PROVIDED TEXT:
━━━━━━━━

    [​IMG]
     
  2. Mark Chandler

    Mark Chandler

    Aug 25, 2004
    Houston TX
    I think I have the same FB material as you do. I made this one in high school and asked the shop teacher for the most dense wood he had. He thought it was a rosewood or ironwood.

    If you find out let me know. I would love to use it again.
     
  3. tjclem

    tjclem Supporting Member Commercial User

    Jun 6, 2004
    Central Florida
    Owner and builder Clementbass
    I use Bubinga a lot in fingerboards....It is tough totell by a photo but the second one looks a bit like Bubinga......t
     
  4. The image from Mark looks to have a much stronger grain and figuring than the fretboard I am looking at. The seller says that he only knows that it is rosewood, but not what kind. I asked the Luthier who made the bass, but he is really busy and has not gotten back to me on this, and he may not even remember since the bass is nearly 20 years old (I just asked whether he would have used any particular type of rosewood at that time).

    I thought that it looked like Bubinga (I had a Zon with Bubinga), but I have never owned anything with Indian or Brazilian rosewood, so I do not know what is characteristic of either of them.

    Can anyone tell me whether the different rosewoods have different hardness? I have heard negatives about Indian rosewood (i.e., it is rather soft for a fretless), but not much about the hardness of either bubinga or Brazilian rosewood.

    Thanks.
     
  5. tjclem

    tjclem Supporting Member Commercial User

    Jun 6, 2004
    Central Florida
    Owner and builder Clementbass
    Wood hardness and density is measured on a scale called the Janka? hardness scale. I know I have that word slightly wrong sorry. Somebody else might be able to help.....t
     
  6. tjclem

    tjclem Supporting Member Commercial User

    Jun 6, 2004
    Central Florida
    Owner and builder Clementbass
  7. tjclem

    tjclem Supporting Member Commercial User

    Jun 6, 2004
    Central Florida
    Owner and builder Clementbass
    interesting reading that rosewood isn't that hard..
     
  8. FBB Custom

    FBB Custom TalkBass Pro Commercial User

    Jan 26, 2002
    Maryland
    Owner: FBB Bass Works
    My 2 cents:

    1) There are many species of rosewoods that vary in hardness
    2) Indian Rosewood is hard, compared to most woods
    3) It's not as hard as ebony and some of the other rosewoods, hence its characterization as "not that hard" or "soft"
━━━━━━━━
DATASET CONTENT:
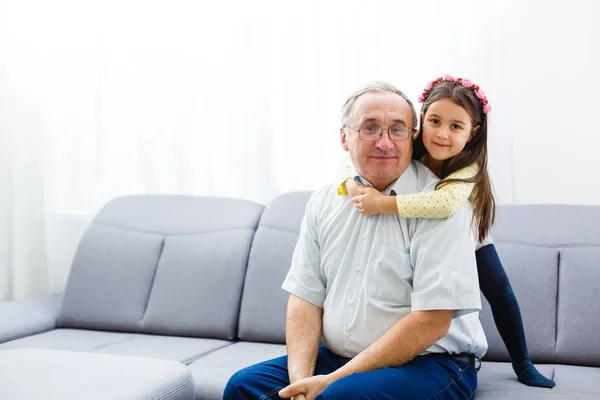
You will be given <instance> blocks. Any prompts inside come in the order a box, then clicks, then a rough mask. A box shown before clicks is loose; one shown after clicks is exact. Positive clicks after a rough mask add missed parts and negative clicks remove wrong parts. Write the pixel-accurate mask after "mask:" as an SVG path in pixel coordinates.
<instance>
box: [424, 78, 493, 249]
mask: <svg viewBox="0 0 600 400" xmlns="http://www.w3.org/2000/svg"><path fill="white" fill-rule="evenodd" d="M445 98H447V99H451V100H452V101H453V102H454V103H455V104H457V105H459V106H460V107H462V108H464V109H465V110H466V111H467V112H468V113H469V115H470V116H471V121H472V123H473V129H475V128H476V127H479V128H477V131H476V132H475V135H474V136H473V138H472V139H471V140H470V141H469V142H467V144H466V146H465V148H464V149H463V151H461V152H460V153H459V154H457V155H455V156H454V157H452V158H451V159H448V160H445V161H444V163H443V164H442V173H441V176H440V178H441V179H444V178H446V177H447V176H448V175H450V174H452V173H453V172H456V171H458V170H460V169H463V168H465V167H467V166H469V165H471V164H476V165H477V166H478V167H479V171H478V172H477V174H476V175H475V176H473V177H472V178H470V179H448V180H442V181H440V182H438V184H437V185H436V187H435V188H436V189H439V188H441V187H444V186H446V185H449V184H451V183H455V182H469V183H474V184H475V185H474V187H473V190H475V191H476V196H475V199H474V201H473V220H472V223H473V226H474V227H475V228H476V229H477V239H478V241H479V242H483V240H484V239H485V238H486V237H487V235H488V233H489V231H490V229H491V227H492V225H493V224H494V220H495V218H496V201H495V200H494V195H493V190H492V183H491V181H490V176H489V174H488V171H487V114H485V113H484V112H483V106H482V104H481V102H480V101H479V99H478V98H477V96H475V93H474V92H473V90H472V89H468V88H466V87H464V86H463V85H462V84H461V83H458V82H450V81H444V82H440V83H438V84H437V85H435V86H434V87H433V88H431V90H430V91H429V93H428V95H427V98H426V99H425V101H424V103H423V106H422V107H421V124H420V127H419V134H418V136H417V138H416V139H415V142H414V148H413V158H414V159H415V160H421V158H423V156H424V155H425V154H427V149H426V148H425V145H424V144H423V124H424V119H425V115H426V114H427V109H428V108H429V106H430V105H431V104H433V103H434V102H436V101H438V100H440V99H445Z"/></svg>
━━━━━━━━
ACTIVITY 1: Reproduce the rosewood fingerboard thread word for word from "2. Mark Chandler" to "rosewood or ironwood.".
ACTIVITY 2: Carry on the forum discussion about rosewood fingerboard hardness from its last post.

RESPONSE 1:
2. Mark Chandler

    Mark Chandler

    Aug 25, 2004
    Houston TX
    I think I have the same FB material as you do. I made this one in high school and asked the shop teacher for the most dense wood he had. He thought it was a rosewood or ironwood.

RESPONSE 2:
    4) Average densities of Brazilian and Indian are approximately the same (.85 sg, probably the reason why Indian replaced Brazilian in guitarmaking)
    5) The photos are hard to read. The 18-yr old one is too close and washed out with flash to get a real good look at the grain and color. It doesn't look like Indian to me. Indian has a purplish tint to it. It doesn't look much like Brazilian to me, either, but I couldn't even take a stab unless I saw a picture taken farther away with natural light.
    6) the second photo does not look at all to me like rosewood. it looks a bit like redheart.
     
  9. pilotjones

    pilotjones Supporting Member

    Nov 8, 2001
    US-NY-NYC
    The photo looks like there's some pretty good grooving going on at the E and A strings, and even some under the D string.

    Can any of the luthiers comment on whether or not it looks like it is already in need of a re-contour sanding (or however that's said correctly)?
     
  10. FBB Custom

    FBB Custom TalkBass Pro Commercial User

    Jan 26, 2002
    Maryland
    Owner: FBB Bass Works
    Hard to tell without seeing what's directly beneath the strings, and more importantly, hearing it play. It doesn't look too bad to me, though. Fretless basses get slight visible impressions almost immediately, but it takes significant wear and tear to start choking notes.
     
  11. Mark Chandler

    Mark Chandler

    Aug 25, 2004
    Houston TX
    I probably have not played it as much as others do, but I have had it for about 6 years now and it does not need any leveling at all. Which is why I would like to know exactly what it is so I can use it again.

    And I don't think its bubinga either, at least not the stuff I have seen. The grain doesn't look the same.